BEGIN MATERIAL FOR THIS EXERCISE

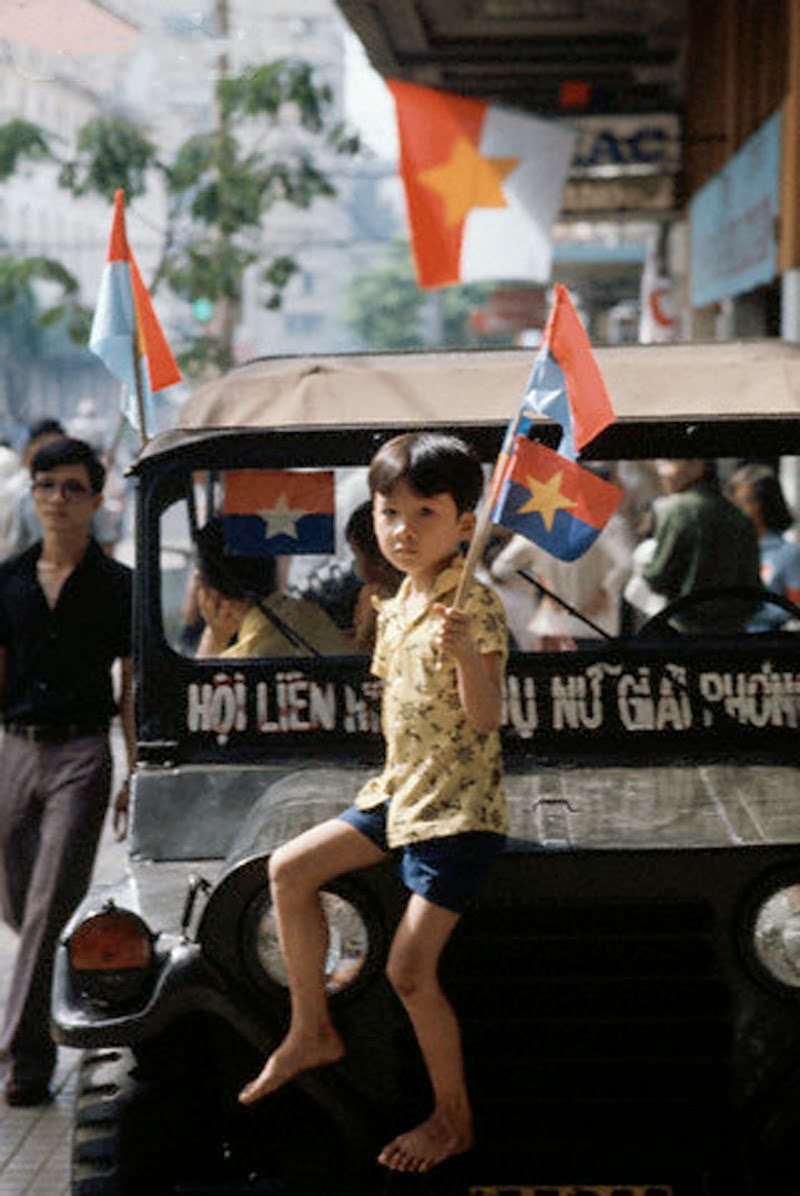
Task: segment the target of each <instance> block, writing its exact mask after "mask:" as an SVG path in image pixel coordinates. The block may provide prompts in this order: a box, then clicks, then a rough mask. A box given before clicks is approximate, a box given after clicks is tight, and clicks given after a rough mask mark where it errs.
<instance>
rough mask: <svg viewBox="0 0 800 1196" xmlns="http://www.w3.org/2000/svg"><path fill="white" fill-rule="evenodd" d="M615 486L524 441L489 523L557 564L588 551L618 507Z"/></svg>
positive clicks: (501, 488)
mask: <svg viewBox="0 0 800 1196" xmlns="http://www.w3.org/2000/svg"><path fill="white" fill-rule="evenodd" d="M622 498H623V492H622V490H621V489H619V487H618V486H612V484H611V482H605V481H604V480H603V478H600V477H597V475H596V474H592V472H591V470H588V469H584V468H582V466H581V465H576V464H575V463H574V462H572V460H568V459H567V458H566V457H562V456H561V453H557V452H554V451H552V449H548V447H546V445H541V444H537V443H535V441H533V440H526V439H525V437H518V438H517V440H515V443H514V447H513V451H512V453H511V457H509V460H508V465H507V469H506V475H505V477H503V481H502V483H501V486H500V493H499V495H497V499H496V502H495V505H494V507H493V511H491V521H493V523H496V524H502V526H503V527H508V529H511V531H515V532H517V533H518V535H520V536H525V538H526V539H530V541H531V542H532V543H533V544H538V545H539V548H543V549H544V550H545V551H546V553H550V555H551V556H557V557H558V560H561V561H575V560H578V557H579V556H582V555H584V553H586V550H587V549H588V548H591V547H592V544H593V543H594V541H596V539H597V537H598V536H599V535H600V532H601V530H603V529H604V527H605V525H606V523H607V521H609V519H610V518H611V515H612V514H613V512H615V511H616V508H617V506H618V505H619V502H621V501H622Z"/></svg>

END MATERIAL FOR THIS EXERCISE

DESCRIPTION OF THE TASK
In transcribing the material above, reproduce each line exactly and include none of the pictures.

SOLVED EXERCISE
Task: segment the target of each <instance> block, writing its exact mask after "mask:" as an SVG path in image pixel coordinates. The block may provide prompts in this order: a box, then clicks, then a rough mask. A box given before clicks is approximate, a box given after clicks is tight, and clicks given after a rough mask mark where it errs.
<instance>
rough mask: <svg viewBox="0 0 800 1196" xmlns="http://www.w3.org/2000/svg"><path fill="white" fill-rule="evenodd" d="M615 486L524 441L489 523L557 564L588 551L618 507Z"/></svg>
positive clicks: (501, 488)
mask: <svg viewBox="0 0 800 1196" xmlns="http://www.w3.org/2000/svg"><path fill="white" fill-rule="evenodd" d="M622 498H623V492H622V490H621V489H619V487H618V486H612V484H611V482H605V481H604V480H603V478H600V477H597V475H596V474H592V472H591V470H588V469H584V468H582V466H581V465H576V464H575V463H574V462H572V460H568V459H567V458H566V457H562V456H561V453H557V452H554V451H552V449H548V447H546V445H541V444H537V443H535V441H533V440H526V439H525V437H518V438H517V440H515V443H514V447H513V451H512V453H511V457H509V460H508V465H507V469H506V475H505V477H503V481H502V483H501V486H500V493H499V495H497V499H496V502H495V505H494V507H493V511H491V521H493V523H496V524H502V526H503V527H508V529H511V531H515V532H517V533H518V535H520V536H525V538H526V539H530V541H531V542H532V543H533V544H538V545H539V548H543V549H544V550H545V551H546V553H550V555H551V556H557V557H558V560H561V561H575V560H578V557H579V556H582V555H584V553H586V550H587V549H588V548H591V547H592V544H593V543H594V541H596V539H597V537H598V536H599V535H600V532H601V530H603V529H604V527H605V525H606V523H607V521H609V519H610V518H611V515H612V514H613V512H615V511H616V508H617V506H618V505H619V502H621V501H622Z"/></svg>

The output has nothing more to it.